Alıntı —
+ + + + + + +
Töre ve namus adına kızı veya kadını öldürmek cinayet olur mu?

Tarih: 29.03.2022 - 12:17 | Güncelleme:

Soru Detayı

- Bazı yerlerde insanlar, zina yapan veya yaptığından şüphe edilen kızı/kadını aile kararı ile veya aile fertlerinden birinin kendi başına verdiği karar ile öldürüyorlar. Ölen mezara, öldüren hapishaneye gidiyor, sözüm ona namus kurtuluyor; yani çevre, "Aşk olsun adama, namusunu kurtardı, kadını öldürdü!" diyorlar. Öldürmezse de aleyhinde konuşuyor, onur kırıcı dedikodular yapıyorlar.
- Peki bu fiilin din ve ahlakta yeri ve değeri nedir?
+ + + + + + +
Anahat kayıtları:

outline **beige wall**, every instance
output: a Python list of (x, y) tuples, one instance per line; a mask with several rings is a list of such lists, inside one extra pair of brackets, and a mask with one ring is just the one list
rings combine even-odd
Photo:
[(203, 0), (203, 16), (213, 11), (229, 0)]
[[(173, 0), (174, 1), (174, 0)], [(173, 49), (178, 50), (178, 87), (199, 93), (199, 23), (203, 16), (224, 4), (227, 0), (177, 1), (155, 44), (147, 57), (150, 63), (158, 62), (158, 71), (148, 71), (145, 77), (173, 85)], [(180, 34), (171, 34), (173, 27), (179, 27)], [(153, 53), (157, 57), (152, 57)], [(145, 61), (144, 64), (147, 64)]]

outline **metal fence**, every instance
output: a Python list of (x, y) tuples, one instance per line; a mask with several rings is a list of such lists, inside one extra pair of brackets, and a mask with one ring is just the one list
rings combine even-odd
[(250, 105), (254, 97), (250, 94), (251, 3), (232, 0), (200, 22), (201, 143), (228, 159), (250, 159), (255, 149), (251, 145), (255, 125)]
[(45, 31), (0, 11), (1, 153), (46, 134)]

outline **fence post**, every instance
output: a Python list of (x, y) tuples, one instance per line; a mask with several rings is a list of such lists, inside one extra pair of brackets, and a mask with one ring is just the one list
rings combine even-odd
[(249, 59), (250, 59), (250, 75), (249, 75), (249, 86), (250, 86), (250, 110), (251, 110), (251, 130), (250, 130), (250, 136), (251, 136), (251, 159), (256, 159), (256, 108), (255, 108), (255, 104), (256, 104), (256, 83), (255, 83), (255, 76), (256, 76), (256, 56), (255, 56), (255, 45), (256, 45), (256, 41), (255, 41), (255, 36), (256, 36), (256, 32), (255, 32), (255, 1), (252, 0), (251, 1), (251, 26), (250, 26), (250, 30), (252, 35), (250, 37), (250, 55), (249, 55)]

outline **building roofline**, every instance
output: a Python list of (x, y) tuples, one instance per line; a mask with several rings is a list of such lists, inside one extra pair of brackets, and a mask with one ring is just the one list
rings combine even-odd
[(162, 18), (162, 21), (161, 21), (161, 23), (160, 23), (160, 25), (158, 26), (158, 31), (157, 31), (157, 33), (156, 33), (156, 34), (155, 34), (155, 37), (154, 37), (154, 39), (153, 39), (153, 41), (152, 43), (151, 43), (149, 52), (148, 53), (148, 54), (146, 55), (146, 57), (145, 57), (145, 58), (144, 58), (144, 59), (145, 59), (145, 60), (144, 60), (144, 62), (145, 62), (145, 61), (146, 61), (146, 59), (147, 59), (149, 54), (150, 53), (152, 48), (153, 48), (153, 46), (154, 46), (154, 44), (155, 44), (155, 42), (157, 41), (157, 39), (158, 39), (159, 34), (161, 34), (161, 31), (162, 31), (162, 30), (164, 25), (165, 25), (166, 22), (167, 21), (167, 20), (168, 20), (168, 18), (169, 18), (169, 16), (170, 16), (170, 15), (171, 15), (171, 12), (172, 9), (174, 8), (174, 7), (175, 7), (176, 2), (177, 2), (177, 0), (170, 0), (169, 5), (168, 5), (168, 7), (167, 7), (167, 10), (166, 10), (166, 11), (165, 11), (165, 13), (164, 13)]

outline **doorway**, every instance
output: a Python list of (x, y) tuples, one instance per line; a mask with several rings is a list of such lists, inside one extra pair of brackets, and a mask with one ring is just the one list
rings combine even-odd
+ + + + + + +
Verilen Görev —
Töre ve namus adına öldürmeyle ilgili alıntıya göre, kadını öldüren kişi nereye gidiyor? Bu kayıtlara gerek yok.

Alıştırmanın Sonucu —
Hapishaneye gidiyor.